_What is required_: Output all records precisely as written.

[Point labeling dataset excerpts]
__________________________________________________
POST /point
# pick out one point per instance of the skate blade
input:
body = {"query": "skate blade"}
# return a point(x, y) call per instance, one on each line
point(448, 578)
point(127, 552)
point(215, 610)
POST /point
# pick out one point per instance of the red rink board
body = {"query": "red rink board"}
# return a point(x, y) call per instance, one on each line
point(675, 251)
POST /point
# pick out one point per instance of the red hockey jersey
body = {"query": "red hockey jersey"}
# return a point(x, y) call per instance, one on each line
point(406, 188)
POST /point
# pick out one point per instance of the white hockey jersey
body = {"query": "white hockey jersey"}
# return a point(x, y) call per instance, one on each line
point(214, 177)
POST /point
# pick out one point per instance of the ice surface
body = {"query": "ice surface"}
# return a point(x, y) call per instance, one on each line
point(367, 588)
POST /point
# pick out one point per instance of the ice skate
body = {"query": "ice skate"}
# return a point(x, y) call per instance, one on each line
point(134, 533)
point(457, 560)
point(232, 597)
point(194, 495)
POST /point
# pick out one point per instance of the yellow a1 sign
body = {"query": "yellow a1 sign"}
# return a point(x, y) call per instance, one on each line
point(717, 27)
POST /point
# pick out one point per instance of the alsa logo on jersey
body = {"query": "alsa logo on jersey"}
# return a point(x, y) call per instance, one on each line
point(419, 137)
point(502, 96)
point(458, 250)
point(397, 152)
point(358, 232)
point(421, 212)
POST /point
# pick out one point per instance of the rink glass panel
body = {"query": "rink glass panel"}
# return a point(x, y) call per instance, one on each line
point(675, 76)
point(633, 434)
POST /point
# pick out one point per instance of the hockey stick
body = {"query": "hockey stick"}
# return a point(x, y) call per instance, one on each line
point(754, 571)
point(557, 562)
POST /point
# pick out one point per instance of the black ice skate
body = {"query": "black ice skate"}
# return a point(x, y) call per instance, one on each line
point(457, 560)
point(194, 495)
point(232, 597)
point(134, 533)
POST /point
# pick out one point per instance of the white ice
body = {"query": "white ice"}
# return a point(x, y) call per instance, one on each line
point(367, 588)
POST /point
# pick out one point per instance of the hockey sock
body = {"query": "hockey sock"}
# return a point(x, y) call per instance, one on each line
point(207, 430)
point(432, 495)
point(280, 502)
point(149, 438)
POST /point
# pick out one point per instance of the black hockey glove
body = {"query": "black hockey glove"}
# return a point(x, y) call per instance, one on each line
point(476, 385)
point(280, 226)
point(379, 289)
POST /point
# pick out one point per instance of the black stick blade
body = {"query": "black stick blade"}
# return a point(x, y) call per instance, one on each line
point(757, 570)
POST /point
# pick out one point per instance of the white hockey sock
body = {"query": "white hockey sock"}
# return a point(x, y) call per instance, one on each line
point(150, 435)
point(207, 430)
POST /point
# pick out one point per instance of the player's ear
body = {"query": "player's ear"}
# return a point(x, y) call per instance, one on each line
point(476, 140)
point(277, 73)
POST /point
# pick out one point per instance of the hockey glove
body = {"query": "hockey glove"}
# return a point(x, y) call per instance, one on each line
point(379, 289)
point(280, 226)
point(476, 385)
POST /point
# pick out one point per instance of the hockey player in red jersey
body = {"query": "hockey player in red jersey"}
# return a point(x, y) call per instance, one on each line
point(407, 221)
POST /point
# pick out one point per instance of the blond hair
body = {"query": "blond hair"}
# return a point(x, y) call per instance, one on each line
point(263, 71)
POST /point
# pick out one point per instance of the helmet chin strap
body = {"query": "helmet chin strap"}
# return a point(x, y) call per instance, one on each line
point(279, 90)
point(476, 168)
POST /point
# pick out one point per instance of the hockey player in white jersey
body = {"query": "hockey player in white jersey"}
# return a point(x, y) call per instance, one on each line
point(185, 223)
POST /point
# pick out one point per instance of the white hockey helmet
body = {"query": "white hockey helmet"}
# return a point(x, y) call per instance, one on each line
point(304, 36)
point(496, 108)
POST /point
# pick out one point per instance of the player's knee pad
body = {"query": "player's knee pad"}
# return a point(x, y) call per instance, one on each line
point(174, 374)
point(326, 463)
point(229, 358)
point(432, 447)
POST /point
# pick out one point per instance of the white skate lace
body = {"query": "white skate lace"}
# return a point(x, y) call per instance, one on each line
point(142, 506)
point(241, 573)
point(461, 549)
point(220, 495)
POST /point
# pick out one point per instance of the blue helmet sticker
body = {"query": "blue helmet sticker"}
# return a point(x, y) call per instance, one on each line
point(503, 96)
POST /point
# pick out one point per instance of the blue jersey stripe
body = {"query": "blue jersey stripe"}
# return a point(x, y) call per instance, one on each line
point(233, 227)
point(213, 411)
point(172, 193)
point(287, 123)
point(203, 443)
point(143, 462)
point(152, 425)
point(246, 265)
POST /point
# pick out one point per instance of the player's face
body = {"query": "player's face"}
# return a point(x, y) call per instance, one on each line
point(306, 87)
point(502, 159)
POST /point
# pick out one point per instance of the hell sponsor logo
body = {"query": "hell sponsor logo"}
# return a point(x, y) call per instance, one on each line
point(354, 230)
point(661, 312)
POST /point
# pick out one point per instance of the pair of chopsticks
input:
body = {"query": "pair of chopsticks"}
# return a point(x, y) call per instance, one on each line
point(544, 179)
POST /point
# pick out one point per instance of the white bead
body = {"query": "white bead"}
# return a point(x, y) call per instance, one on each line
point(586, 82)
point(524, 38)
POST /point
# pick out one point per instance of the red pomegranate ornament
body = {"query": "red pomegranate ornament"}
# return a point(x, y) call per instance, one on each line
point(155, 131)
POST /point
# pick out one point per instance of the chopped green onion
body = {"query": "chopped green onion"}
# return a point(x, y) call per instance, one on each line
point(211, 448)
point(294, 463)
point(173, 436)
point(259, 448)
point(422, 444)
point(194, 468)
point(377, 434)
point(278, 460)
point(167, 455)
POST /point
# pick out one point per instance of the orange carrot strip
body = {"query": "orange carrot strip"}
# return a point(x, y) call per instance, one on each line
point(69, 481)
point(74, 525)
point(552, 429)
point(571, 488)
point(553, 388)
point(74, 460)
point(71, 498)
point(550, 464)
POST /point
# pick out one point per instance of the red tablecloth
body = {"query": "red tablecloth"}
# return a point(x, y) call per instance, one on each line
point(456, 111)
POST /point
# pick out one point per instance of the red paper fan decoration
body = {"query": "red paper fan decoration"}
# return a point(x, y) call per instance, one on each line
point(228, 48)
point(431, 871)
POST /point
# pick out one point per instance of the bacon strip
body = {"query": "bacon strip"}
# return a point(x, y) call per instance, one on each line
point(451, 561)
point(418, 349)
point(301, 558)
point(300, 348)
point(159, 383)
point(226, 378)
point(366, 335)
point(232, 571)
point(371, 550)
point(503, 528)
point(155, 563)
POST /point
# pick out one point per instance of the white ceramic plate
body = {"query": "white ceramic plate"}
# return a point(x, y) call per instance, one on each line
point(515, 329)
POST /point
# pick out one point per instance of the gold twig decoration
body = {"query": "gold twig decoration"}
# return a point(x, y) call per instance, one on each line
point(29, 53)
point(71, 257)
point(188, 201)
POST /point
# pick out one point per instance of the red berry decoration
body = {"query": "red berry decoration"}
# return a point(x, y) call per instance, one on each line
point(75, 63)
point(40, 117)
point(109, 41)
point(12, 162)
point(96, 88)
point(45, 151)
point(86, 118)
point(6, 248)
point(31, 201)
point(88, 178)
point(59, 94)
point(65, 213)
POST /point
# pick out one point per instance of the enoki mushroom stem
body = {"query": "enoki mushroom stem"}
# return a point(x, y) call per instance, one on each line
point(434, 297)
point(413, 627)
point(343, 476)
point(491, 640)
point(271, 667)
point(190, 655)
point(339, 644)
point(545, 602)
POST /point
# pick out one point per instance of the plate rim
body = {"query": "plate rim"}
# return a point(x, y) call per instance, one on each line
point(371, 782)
__________________________________________________
_Answer to the problem_:
POST /point
# pick out one point per instance of the skate blade
input:
body = {"query": "skate blade"}
# return a point(x, y) call per instance, one on each line
point(448, 578)
point(127, 552)
point(215, 610)
POST /point
# pick out one point per instance of the red rink board
body = {"query": "red rink board"}
# return a point(x, y) call per instance, one on each line
point(675, 251)
POST /point
# pick out one point per instance of the red hockey jersey
body = {"query": "red hockey jersey"}
# return a point(x, y) call per instance, one on each line
point(406, 188)
POST /point
# pick out one point per instance of the white hockey jersey
body = {"query": "white hockey jersey"}
# return a point(x, y) call per instance, one on each line
point(214, 177)
POST /point
# pick out one point per instance of the ice surface
body = {"query": "ice surface"}
# return a point(x, y) call per instance, one on each line
point(367, 588)
POST /point
# pick out one point per instance of the ice skate
body = {"query": "ice skate"}
# return a point(x, y) call per instance, one on each line
point(134, 533)
point(457, 560)
point(232, 597)
point(194, 495)
POST /point
# pick out one point per instance of the yellow a1 sign
body = {"query": "yellow a1 sign"}
# return a point(x, y) call per instance, one on each line
point(717, 27)
POST /point
# pick out one point per instance of the alsa logo on jersey
body = {"query": "alsa logo on jersey"}
# return a point(x, y) call per instance, one on each line
point(419, 137)
point(502, 96)
point(458, 250)
point(397, 152)
point(358, 232)
point(421, 212)
POST /point
# pick out one point per instance of the rink glass panel
body = {"query": "rink glass panel"}
# return a point(x, y) call per instance, one on each line
point(675, 76)
point(633, 434)
POST /point
# pick out one point per instance of the hockey stick
body = {"query": "hockey stick"}
# return a point(x, y) call per instance, one on each line
point(754, 571)
point(557, 562)
POST /point
# pick out one point per instance of the black ice skate
body = {"query": "black ice skate"}
# return a point(x, y) call per instance, one on each line
point(457, 560)
point(194, 495)
point(232, 597)
point(134, 533)
POST /point
# pick out one point per instance of the white ice
body = {"query": "white ice"}
# return a point(x, y) call per instance, one on each line
point(367, 588)
POST /point
# pick out one point per instance of the hockey sock
body = {"query": "hockey sock"}
# return a point(x, y) call per instance, one on each line
point(207, 430)
point(432, 495)
point(280, 502)
point(149, 438)
POST /point
# pick out one point per instance of the black hockey glove
body = {"query": "black hockey glove"}
# return a point(x, y) call per instance, one on each line
point(476, 385)
point(280, 226)
point(379, 289)
POST /point
# pick out one point per instance of the black stick blade
body = {"query": "black stick blade"}
# return a point(x, y) call per instance, one on each line
point(757, 570)
POST /point
# pick out one point per instance of the white hockey sock
body = {"query": "white hockey sock"}
# return a point(x, y) call per instance, one on each line
point(150, 435)
point(207, 430)
POST /point
# pick out one point per instance of the player's ear
body = {"query": "player's ear"}
# return a point(x, y) call per instance, one on each line
point(476, 140)
point(277, 73)
POST /point
# pick out one point per instance of the hockey glove
body = {"query": "hockey glove"}
# return a point(x, y) call per instance, one on each line
point(379, 289)
point(280, 226)
point(476, 385)
POST /point
# pick out one point per instance of the hockey player in red jersey
body = {"query": "hockey player in red jersey"}
# return a point(x, y) call per instance, one on each line
point(407, 221)
POST /point
# pick out one point per instance of the blond hair
body = {"query": "blond hair"}
# return a point(x, y) call per instance, one on each line
point(263, 71)
POST /point
# pick out one point per instance of the helmet chin strap
body = {"query": "helmet chin strap"}
# return a point(x, y) call per instance, one on each line
point(279, 90)
point(476, 168)
POST /point
# pick out one point per instance of the hockey player in white jersey
body = {"query": "hockey player in white jersey"}
# return a point(x, y) call per instance, one on each line
point(185, 223)
POST /point
# pick out one point per instance of the white hockey helmet
body = {"query": "white hockey helmet"}
# return a point(x, y) call per instance, one on each line
point(304, 36)
point(496, 108)
POST /point
# pick out one point per instance of the player's knee pad
body = {"query": "player's knee pad"}
# return a point(x, y) call per instance, one on each line
point(174, 374)
point(326, 463)
point(229, 358)
point(432, 447)
POST /point
# pick out one point per instance of the white skate lace
body = {"query": "white skate lace"}
# return a point(x, y) call per instance, one on each line
point(142, 506)
point(241, 573)
point(461, 549)
point(220, 495)
POST /point
# pick out one point per instance of the blue helmet sticker
body = {"query": "blue helmet sticker"}
# return a point(x, y) call per instance, one on each line
point(503, 96)
POST /point
# pick out one point per instance of the blue jersey stripe
body = {"query": "blue jersey stripe"}
# return a point(x, y) call per instance, one on each line
point(233, 227)
point(213, 411)
point(172, 193)
point(287, 123)
point(203, 443)
point(143, 462)
point(152, 425)
point(246, 265)
POST /point
# pick out one point per instance of the player's face
body = {"query": "player's face"}
# return a point(x, y) call per instance, one on each line
point(306, 87)
point(502, 159)
POST /point
# pick out one point per instance of the hell sponsor logo
body = {"query": "hell sponsor logo"}
# return a point(x, y) call per instance, one on each line
point(354, 230)
point(661, 312)
POST /point
# pick out one point per instance of the pair of chopsticks
input:
body = {"query": "pair of chopsticks"}
# return a point(x, y) call per instance, one on each line
point(544, 179)
POST /point
# pick out one point per instance of the white bead
body = {"query": "white bead"}
# return a point(x, y) call per instance, one on each line
point(586, 82)
point(524, 38)
POST /point
# pick out one point per instance of the red pomegranate ornament
body = {"query": "red pomegranate ornament"}
# return a point(x, y) call per instance, one on each line
point(155, 131)
POST /point
# pick out one point per instance of the chopped green onion
body = {"query": "chopped green onion"}
# return a point(x, y) call per instance, one on each line
point(211, 448)
point(294, 463)
point(173, 436)
point(259, 448)
point(422, 444)
point(194, 468)
point(377, 434)
point(278, 460)
point(167, 455)
POST /point
# pick out one point per instance of the orange carrot strip
body = {"query": "orange carrot strip"}
# return a point(x, y) call per instance, one on each line
point(69, 481)
point(74, 525)
point(552, 429)
point(571, 488)
point(553, 388)
point(74, 460)
point(71, 498)
point(550, 464)
POST /point
# pick out one point per instance of the red tablecloth
body = {"query": "red tablecloth"}
# return a point(x, y) call per instance, one on each line
point(456, 111)
POST /point
# pick out one point per instance of the red paper fan decoration
body = {"query": "red paper fan decoration"}
# return a point(x, y) call per instance, one on each line
point(228, 48)
point(431, 871)
POST /point
# pick out one point per instance of the bacon strip
body = {"query": "bacon strip"}
# return a point(x, y) call per instance, one on each line
point(451, 561)
point(418, 349)
point(301, 558)
point(300, 348)
point(159, 383)
point(226, 378)
point(366, 335)
point(232, 571)
point(371, 550)
point(503, 528)
point(155, 563)
POST /point
# pick out one point per instance of the white ceramic plate
body = {"query": "white ceramic plate"}
# return a point(x, y) call per instance, one on each line
point(515, 329)
POST /point
# pick out one point per instance of the gold twig decoration
body = {"query": "gold twig decoration"}
# return a point(x, y) call per instance, one on each line
point(29, 53)
point(71, 257)
point(188, 201)
POST /point
# pick out one point per instance of the red berry decoration
body = {"query": "red berry decoration"}
# return a point(x, y) call per instance, one on each line
point(75, 63)
point(40, 117)
point(109, 41)
point(12, 162)
point(96, 88)
point(45, 151)
point(86, 118)
point(6, 248)
point(31, 201)
point(88, 178)
point(59, 94)
point(65, 213)
POST /point
# pick out one point per instance of the enoki mushroom stem
body = {"query": "enoki mushroom stem"}
# return a point(x, y) call per instance, one on each line
point(434, 297)
point(413, 627)
point(343, 476)
point(491, 640)
point(271, 667)
point(190, 655)
point(339, 644)
point(545, 602)
POST /point
# pick out one point per instance of the plate rim
body = {"query": "plate rim"}
# return a point(x, y) call per instance, one on each line
point(371, 782)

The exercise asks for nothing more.